◆ Work to complete
Repeat each record below exactly as given.

◆ Information given
━━━━━━━━━━━━━━━━━━━━━━━━━━━━━━
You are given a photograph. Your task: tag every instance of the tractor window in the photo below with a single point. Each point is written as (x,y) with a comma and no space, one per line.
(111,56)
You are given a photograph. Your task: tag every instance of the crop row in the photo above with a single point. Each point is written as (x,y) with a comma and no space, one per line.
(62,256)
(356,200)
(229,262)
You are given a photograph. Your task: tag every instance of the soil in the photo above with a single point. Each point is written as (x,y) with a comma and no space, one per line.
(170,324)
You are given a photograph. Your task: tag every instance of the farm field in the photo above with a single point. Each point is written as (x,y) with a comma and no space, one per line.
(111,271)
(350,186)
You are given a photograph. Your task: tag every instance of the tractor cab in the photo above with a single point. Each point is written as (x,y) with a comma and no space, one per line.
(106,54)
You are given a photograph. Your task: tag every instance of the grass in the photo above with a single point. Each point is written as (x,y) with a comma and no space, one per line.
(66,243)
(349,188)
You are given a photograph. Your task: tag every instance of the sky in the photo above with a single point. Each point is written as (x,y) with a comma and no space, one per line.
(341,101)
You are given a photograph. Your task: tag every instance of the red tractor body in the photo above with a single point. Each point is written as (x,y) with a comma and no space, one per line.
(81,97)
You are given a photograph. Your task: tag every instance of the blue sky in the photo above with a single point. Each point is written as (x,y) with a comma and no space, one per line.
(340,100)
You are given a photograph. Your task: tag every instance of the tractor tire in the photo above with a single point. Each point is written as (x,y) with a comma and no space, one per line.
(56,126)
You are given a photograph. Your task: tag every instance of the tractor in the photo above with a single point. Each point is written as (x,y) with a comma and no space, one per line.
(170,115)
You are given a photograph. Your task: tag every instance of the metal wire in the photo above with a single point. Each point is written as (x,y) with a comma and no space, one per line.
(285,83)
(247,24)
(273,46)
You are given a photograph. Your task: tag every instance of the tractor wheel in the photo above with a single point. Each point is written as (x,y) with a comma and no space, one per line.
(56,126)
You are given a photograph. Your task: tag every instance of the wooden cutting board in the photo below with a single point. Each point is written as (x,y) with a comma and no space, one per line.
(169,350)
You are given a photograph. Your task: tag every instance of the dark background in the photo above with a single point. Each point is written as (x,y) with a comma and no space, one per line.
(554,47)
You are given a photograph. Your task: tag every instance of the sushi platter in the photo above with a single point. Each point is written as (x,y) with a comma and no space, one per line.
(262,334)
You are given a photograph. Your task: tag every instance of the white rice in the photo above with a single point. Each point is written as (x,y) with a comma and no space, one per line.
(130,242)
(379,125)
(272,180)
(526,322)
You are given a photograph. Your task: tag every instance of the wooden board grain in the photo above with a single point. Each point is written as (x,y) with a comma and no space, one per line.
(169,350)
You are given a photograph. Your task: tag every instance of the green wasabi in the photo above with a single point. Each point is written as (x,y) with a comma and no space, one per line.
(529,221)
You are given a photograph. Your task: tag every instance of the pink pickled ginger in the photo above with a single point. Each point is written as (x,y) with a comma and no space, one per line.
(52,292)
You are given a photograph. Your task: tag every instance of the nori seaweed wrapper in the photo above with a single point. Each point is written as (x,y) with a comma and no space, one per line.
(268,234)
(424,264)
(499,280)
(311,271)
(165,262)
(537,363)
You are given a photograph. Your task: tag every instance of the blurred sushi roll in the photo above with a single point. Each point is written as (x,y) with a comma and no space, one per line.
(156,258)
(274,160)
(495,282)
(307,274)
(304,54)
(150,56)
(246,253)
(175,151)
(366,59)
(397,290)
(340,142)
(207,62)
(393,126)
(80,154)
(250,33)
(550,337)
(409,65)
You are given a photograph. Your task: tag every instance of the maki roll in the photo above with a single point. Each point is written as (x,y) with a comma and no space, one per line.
━━━━━━━━━━━━━━━━━━━━━━━━━━━━━━
◆ Response to the task
You are given a photograph. Your task: tag every instance of the tractor window in the photo below with a single point. Each point is written as (x,y) with a comma and no space, one per line.
(111,56)
You are given a photograph. Your task: tag every instance of the crop row in the photo above with a single point. Each point is written as (x,y) with a comma and no space, one per line.
(62,256)
(356,200)
(229,262)
You are given a photograph. Your task: tag every instance of the soil in the photo above with a single point. Each point is written as (x,y) with a comma and no space, one per line.
(170,324)
You are given a photograph. Your task: tag every instance of the farm field in the photo above with a single point. Each point is written as (x,y) with a comma and no space, one per line.
(111,271)
(350,186)
You are given a photograph. Your task: tag every instance of the tractor cab in the photo above with a single point. Each point is written as (x,y) with a comma and no space, one per line.
(106,54)
You are given a photograph. Your task: tag every instance of the grass in the photo above with a single point. Each point is written as (x,y) with a comma and no space, one per line.
(66,243)
(349,188)
You are given a photograph. Your task: tag every instance of the sky in the photo above with a single point. Each point is written as (x,y) with a comma and no space, one per line.
(341,101)
You are given a photograph. Your task: tag every instance of the red tractor body in the photo above with a single point. Each point is written as (x,y) with a comma and no space, one per line.
(81,97)
You are given a photograph. Your task: tag every instance of the blue sky in the photo above with a single point. Each point is written as (x,y) with a comma and no space, one per line.
(340,100)
You are given a photograph. Your task: tag every instance of the tractor tire in the photo above with a single point. Each point is written as (x,y) with a comma and no space, one per line.
(56,126)
You are given a photograph. Your task: tag every instance of the tractor in the photo above with a single point. Each point is written as (x,y) with a comma and no space, one per line.
(170,115)
You are given a photograph. Your task: tag every instance of the metal wire in the photo above with a single point. Each point is written as (x,y) with a comma and no space, one per line.
(285,83)
(247,24)
(273,46)
You are given a photograph. Your task: tag every instance of the tractor wheel in the photo above with a single point. Each point is written as (x,y) with a comma and no space, one per line.
(56,126)
You are given a photograph. Your task: tag every instance of the wooden cutting board in the photo below with a single point. Each point is written as (x,y) with a comma and no space, one per line.
(169,350)
You are given a photograph. Your task: tag every instance of the dark background in the photo above with a single point. Each point is written as (x,y) with a comma and no space, one per line.
(554,47)
You are given a photograph. Your task: tag every instance of the sushi platter in the photo above with a single point. Each point is written as (x,y) with a comma and no space, one per line.
(262,334)
You are given a photograph. Your task: tag every instance of the white rice in the photo above with a single point. Each point is written as (x,y) with a comma and no space, one per line.
(130,242)
(379,125)
(272,180)
(526,322)
You are given a photograph. Your task: tag every instance of the wooden board grain in the photo above with a single point. Each point is written as (x,y) with a comma and no space, one per line.
(169,350)
You are given a photograph. Your task: tag every instance of the green wasabi in the photo above with a single point. Each point is written as (x,y) with a comma and no space, one per line.
(529,221)
You are given a photograph. Your task: tag every instance of the pink pickled ginger in the photo above with a single point. Each point is written as (x,y) with a comma and no space, one per line.
(52,292)
You are given a photograph. Your task: tag every instance of the nori seaweed wrapper in the photo above with a single point. Each point is written as (x,y) with a comma and no space, one per line.
(268,234)
(424,264)
(499,280)
(311,271)
(165,262)
(537,363)
You are given a photograph. Your task: tag every instance of the blurred sushi roll in the photo above with a single point. Each point is written as (x,y) with a comma and no space, one per line.
(156,258)
(274,160)
(495,282)
(307,274)
(304,54)
(150,56)
(246,253)
(175,151)
(366,59)
(397,290)
(340,142)
(207,62)
(393,126)
(80,154)
(250,33)
(550,337)
(409,65)
You are given a photograph. Your task: tag every instance of the maki roll in the photo above with a single point. Each point is written as (x,y) with a comma and no space, one per line.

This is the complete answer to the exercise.